__ABOUT THIS TASK__: Reproduce all of the rows below with every occurrence of "negative clicks" changed to "background clicks". Leave everything else untouched.

-- Opening Marker --

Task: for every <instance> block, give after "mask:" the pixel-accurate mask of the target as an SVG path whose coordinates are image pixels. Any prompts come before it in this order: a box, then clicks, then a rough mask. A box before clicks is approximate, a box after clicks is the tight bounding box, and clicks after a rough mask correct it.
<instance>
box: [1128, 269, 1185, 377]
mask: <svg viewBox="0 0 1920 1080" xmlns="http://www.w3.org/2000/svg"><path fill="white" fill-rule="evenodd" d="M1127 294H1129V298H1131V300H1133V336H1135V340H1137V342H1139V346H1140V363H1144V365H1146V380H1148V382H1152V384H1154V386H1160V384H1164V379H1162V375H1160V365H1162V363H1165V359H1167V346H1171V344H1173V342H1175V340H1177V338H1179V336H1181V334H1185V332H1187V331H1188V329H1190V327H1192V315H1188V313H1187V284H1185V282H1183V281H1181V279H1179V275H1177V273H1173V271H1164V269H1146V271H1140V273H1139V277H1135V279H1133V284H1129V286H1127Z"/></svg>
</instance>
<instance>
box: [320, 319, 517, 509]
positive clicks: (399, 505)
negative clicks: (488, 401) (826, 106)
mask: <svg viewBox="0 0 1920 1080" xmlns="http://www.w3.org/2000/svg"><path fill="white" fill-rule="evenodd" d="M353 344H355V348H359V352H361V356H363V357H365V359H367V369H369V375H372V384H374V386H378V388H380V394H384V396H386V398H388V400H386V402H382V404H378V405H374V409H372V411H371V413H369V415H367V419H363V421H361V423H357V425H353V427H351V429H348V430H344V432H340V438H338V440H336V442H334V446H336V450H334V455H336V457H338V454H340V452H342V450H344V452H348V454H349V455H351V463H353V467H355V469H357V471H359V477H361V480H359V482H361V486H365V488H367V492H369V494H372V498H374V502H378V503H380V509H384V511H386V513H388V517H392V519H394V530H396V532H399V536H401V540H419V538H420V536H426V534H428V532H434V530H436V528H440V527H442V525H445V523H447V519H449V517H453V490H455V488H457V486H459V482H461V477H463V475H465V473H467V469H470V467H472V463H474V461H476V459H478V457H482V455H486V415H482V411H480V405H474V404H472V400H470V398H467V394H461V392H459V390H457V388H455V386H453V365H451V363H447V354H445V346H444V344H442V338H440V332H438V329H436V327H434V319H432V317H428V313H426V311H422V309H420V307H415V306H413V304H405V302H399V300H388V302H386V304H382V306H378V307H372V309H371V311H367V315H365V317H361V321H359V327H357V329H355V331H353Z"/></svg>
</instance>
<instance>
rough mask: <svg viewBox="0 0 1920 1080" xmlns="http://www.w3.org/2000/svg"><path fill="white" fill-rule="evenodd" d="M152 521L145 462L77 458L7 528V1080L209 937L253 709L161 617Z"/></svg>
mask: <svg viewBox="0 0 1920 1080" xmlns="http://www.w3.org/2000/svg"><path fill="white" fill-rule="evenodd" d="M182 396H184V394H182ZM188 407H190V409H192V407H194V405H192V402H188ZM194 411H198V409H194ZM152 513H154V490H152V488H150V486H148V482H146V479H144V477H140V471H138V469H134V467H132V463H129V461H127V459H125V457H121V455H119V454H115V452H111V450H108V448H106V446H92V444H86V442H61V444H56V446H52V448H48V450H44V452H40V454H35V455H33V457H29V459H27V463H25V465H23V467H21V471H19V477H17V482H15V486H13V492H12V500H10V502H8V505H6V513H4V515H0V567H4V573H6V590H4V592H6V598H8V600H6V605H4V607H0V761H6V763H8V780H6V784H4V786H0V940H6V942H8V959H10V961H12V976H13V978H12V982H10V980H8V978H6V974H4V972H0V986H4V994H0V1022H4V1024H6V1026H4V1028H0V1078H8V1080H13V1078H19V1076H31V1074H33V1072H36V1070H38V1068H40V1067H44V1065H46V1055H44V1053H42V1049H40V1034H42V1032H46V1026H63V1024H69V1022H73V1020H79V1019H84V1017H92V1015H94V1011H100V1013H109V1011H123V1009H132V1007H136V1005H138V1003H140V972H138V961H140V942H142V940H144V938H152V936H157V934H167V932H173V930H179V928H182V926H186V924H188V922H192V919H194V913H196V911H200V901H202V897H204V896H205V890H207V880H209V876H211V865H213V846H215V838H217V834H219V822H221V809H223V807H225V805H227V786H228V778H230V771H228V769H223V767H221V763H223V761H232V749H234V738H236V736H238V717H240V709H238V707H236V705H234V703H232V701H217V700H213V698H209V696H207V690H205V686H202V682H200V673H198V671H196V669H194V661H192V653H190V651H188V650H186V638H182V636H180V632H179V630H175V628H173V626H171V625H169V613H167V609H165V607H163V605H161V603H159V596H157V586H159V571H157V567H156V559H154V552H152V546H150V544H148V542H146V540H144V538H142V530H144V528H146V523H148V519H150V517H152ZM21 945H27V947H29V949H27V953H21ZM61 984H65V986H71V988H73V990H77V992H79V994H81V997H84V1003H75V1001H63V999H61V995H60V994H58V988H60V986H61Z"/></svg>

-- Closing Marker --

__RESPONSE__:
Task: for every <instance> block, give after "mask:" the pixel-accurate mask of the target as an SVG path whose coordinates are image pixels. Any prompts come before it in this order: a box, then clicks, then a rough mask. A box before clicks is approximate, a box after clicks is the tight bounding box, and clicks after a rough mask correct it.
<instance>
box: [1128, 269, 1185, 377]
mask: <svg viewBox="0 0 1920 1080" xmlns="http://www.w3.org/2000/svg"><path fill="white" fill-rule="evenodd" d="M1127 294H1129V298H1131V300H1133V336H1135V340H1137V342H1139V346H1140V363H1144V365H1146V380H1148V382H1152V384H1154V386H1160V384H1164V379H1162V375H1160V365H1162V363H1165V359H1167V346H1171V344H1173V342H1175V340H1177V338H1179V336H1181V334H1185V332H1187V331H1188V329H1190V327H1192V315H1188V313H1187V284H1185V282H1183V281H1181V279H1179V275H1177V273H1173V271H1164V269H1146V271H1140V273H1139V277H1135V279H1133V284H1129V286H1127Z"/></svg>
</instance>
<instance>
box: [320, 319, 517, 509]
positive clicks: (399, 505)
background clicks: (488, 401) (826, 106)
mask: <svg viewBox="0 0 1920 1080" xmlns="http://www.w3.org/2000/svg"><path fill="white" fill-rule="evenodd" d="M353 344H355V348H359V352H361V356H363V357H365V359H367V369H369V375H372V384H374V386H378V388H380V394H384V396H386V398H388V400H386V402H382V404H378V405H374V409H372V411H371V413H369V415H367V419H363V421H361V423H357V425H353V427H351V429H348V430H344V432H340V438H338V440H336V442H334V446H336V450H334V455H336V457H338V454H340V452H342V450H344V452H348V454H349V455H351V463H353V467H355V469H357V471H359V477H361V480H359V482H361V486H365V488H367V492H369V494H372V498H374V502H378V503H380V509H384V511H386V513H388V517H392V519H394V530H396V532H399V536H401V540H419V538H420V536H426V534H428V532H434V530H436V528H440V527H442V525H445V523H447V519H449V517H453V490H455V488H457V486H459V482H461V477H463V475H465V473H467V469H470V467H472V463H474V461H476V459H478V457H482V455H486V415H482V411H480V405H474V404H472V400H470V398H467V394H461V392H459V390H457V388H455V386H453V365H451V363H447V354H445V346H444V344H442V338H440V332H438V329H436V327H434V319H432V317H428V313H426V311H422V309H420V307H415V306H413V304H405V302H399V300H388V302H386V304H382V306H378V307H372V309H371V311H367V315H365V317H361V321H359V327H357V329H355V331H353Z"/></svg>
</instance>
<instance>
rough mask: <svg viewBox="0 0 1920 1080" xmlns="http://www.w3.org/2000/svg"><path fill="white" fill-rule="evenodd" d="M152 521L145 462L77 458L7 528V1080L209 937L253 709L161 617Z"/></svg>
mask: <svg viewBox="0 0 1920 1080" xmlns="http://www.w3.org/2000/svg"><path fill="white" fill-rule="evenodd" d="M182 396H184V394H182ZM188 407H190V409H192V407H194V405H192V402H188ZM194 411H198V409H194ZM152 513H154V490H152V488H150V486H148V482H146V479H144V477H140V471H138V469H134V467H132V463H129V461H127V459H125V457H121V455H119V454H115V452H111V450H108V448H106V446H92V444H86V442H61V444H56V446H52V448H48V450H44V452H40V454H35V455H33V457H29V459H27V463H25V465H23V467H21V471H19V477H17V482H15V486H13V492H12V500H10V502H8V505H6V513H4V515H0V567H4V573H6V590H4V592H6V598H8V600H6V605H4V607H0V761H6V763H8V780H6V784H4V786H0V940H6V942H8V959H10V961H12V976H13V978H12V982H10V980H8V978H6V974H4V972H0V986H4V994H0V1022H4V1024H6V1026H4V1028H0V1078H8V1080H13V1078H19V1076H31V1074H33V1072H36V1070H38V1068H40V1067H44V1065H46V1055H44V1053H42V1049H40V1034H42V1032H46V1026H63V1024H69V1022H73V1020H79V1019H84V1017H92V1015H94V1011H100V1013H109V1011H123V1009H132V1007H136V1005H138V1003H140V972H138V961H140V942H142V940H144V938H152V936H157V934H167V932H173V930H179V928H182V926H186V924H188V922H192V919H194V913H196V911H200V901H202V897H204V896H205V890H207V880H209V876H211V865H213V846H215V838H217V834H219V822H221V809H223V807H225V805H227V786H228V778H230V771H228V769H223V767H221V763H223V761H232V749H234V738H236V736H238V717H240V709H238V707H236V705H234V703H232V701H217V700H213V698H209V696H207V690H205V686H202V682H200V673H198V671H196V669H194V661H192V653H190V651H188V650H186V638H182V636H180V632H179V630H175V628H173V626H171V625H169V613H167V609H165V607H163V605H161V603H159V596H157V586H159V571H157V567H156V559H154V552H152V546H150V544H148V542H146V540H144V538H142V530H144V528H146V523H148V519H150V517H152ZM21 945H27V947H29V949H27V953H21ZM61 984H65V986H71V988H73V990H77V992H79V994H81V997H84V1003H75V1001H63V999H61V995H60V994H58V988H60V986H61Z"/></svg>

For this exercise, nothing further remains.